▸ **Instructions to follow**: Reproduce the material verbatim, starting at its first line and ending with the line that contains "[857,659,1000,750]", both included.

▸ **Data rows**:
__________

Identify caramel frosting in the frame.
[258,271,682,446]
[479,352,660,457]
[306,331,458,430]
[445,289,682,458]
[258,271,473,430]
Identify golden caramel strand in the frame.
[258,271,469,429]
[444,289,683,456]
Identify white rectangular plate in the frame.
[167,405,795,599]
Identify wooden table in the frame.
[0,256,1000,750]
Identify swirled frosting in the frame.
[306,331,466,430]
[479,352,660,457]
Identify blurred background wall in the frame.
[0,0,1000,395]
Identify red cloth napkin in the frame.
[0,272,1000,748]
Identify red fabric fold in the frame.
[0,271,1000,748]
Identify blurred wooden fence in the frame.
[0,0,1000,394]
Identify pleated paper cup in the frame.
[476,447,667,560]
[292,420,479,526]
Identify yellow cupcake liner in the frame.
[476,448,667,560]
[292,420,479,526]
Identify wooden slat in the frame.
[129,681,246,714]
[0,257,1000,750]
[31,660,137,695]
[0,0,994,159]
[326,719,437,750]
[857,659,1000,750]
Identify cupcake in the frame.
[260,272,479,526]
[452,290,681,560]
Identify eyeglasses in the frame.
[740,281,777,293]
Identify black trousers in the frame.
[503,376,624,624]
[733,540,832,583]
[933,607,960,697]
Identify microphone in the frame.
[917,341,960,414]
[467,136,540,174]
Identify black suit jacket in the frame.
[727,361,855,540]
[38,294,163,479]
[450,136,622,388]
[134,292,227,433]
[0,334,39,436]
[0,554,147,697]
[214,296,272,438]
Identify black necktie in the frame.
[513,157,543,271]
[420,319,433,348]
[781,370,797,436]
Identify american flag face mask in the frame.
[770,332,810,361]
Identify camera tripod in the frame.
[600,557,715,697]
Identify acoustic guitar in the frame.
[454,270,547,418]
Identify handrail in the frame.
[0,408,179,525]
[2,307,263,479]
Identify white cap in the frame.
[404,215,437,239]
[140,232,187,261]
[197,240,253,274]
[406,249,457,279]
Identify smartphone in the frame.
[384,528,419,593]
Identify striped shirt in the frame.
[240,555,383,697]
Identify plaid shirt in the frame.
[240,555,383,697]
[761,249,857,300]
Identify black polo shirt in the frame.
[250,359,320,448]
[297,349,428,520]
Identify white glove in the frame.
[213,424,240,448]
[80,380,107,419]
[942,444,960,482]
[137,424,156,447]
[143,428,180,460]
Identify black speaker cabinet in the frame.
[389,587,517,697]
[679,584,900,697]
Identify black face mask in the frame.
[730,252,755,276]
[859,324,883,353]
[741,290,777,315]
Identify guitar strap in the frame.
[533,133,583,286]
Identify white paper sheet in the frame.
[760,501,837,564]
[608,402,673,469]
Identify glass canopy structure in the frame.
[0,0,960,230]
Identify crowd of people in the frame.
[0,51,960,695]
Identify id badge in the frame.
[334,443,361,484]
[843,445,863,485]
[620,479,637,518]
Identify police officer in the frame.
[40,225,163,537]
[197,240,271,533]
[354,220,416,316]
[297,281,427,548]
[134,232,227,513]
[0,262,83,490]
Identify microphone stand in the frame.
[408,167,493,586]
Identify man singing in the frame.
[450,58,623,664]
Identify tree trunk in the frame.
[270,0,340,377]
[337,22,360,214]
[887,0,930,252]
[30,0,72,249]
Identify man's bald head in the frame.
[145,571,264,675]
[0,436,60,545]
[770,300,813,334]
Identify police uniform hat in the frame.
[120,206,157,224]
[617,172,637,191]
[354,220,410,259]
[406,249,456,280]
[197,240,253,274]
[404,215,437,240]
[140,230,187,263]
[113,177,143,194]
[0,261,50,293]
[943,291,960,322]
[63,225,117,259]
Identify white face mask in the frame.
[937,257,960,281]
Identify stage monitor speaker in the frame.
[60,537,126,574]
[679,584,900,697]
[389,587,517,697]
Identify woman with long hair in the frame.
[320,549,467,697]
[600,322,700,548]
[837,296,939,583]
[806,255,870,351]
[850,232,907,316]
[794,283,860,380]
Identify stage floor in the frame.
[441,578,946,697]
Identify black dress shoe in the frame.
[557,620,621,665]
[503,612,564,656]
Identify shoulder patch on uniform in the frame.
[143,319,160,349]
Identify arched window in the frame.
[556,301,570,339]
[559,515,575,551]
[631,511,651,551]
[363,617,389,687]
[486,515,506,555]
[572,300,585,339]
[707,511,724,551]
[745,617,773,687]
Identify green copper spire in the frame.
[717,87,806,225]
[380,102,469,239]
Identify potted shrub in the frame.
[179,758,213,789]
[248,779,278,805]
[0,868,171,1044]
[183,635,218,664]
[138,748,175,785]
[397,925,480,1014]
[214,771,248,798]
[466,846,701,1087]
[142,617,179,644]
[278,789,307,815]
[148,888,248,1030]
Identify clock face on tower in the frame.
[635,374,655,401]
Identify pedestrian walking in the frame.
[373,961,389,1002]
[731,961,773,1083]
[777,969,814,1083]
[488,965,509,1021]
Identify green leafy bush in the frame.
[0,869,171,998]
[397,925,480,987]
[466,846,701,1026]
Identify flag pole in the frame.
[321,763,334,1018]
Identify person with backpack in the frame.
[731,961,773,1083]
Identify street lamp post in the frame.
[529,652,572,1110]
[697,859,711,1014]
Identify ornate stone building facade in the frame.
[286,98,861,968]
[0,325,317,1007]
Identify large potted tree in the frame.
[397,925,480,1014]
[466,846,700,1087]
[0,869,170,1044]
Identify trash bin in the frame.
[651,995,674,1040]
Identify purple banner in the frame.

__________

▸ **Task result**:
Identify caramel frosting in the frame.
[258,271,682,446]
[479,352,660,457]
[306,331,458,430]
[445,289,682,458]
[258,271,473,430]
Identify golden caramel strand in the frame.
[258,271,469,429]
[444,289,683,456]
Identify white rectangular plate in the frame.
[167,405,795,599]
Identify wooden table in the frame.
[0,256,1000,750]
Identify swirled frosting in the frame.
[306,331,466,430]
[479,352,660,457]
Identify blurred background wall in the frame.
[0,0,1000,395]
Identify red cloth napkin in the frame.
[0,272,1000,748]
Identify red fabric fold in the frame.
[0,271,1000,748]
Identify blurred wooden fence in the frame.
[0,0,1000,394]
Identify pleated paper cup in the frame.
[476,447,667,560]
[292,420,479,526]
Identify yellow cupcake liner in the frame.
[476,448,667,560]
[292,420,479,526]
Identify wooden slat in the frame.
[129,681,246,714]
[0,257,1000,750]
[31,660,137,695]
[0,0,994,159]
[326,719,437,750]
[857,659,1000,750]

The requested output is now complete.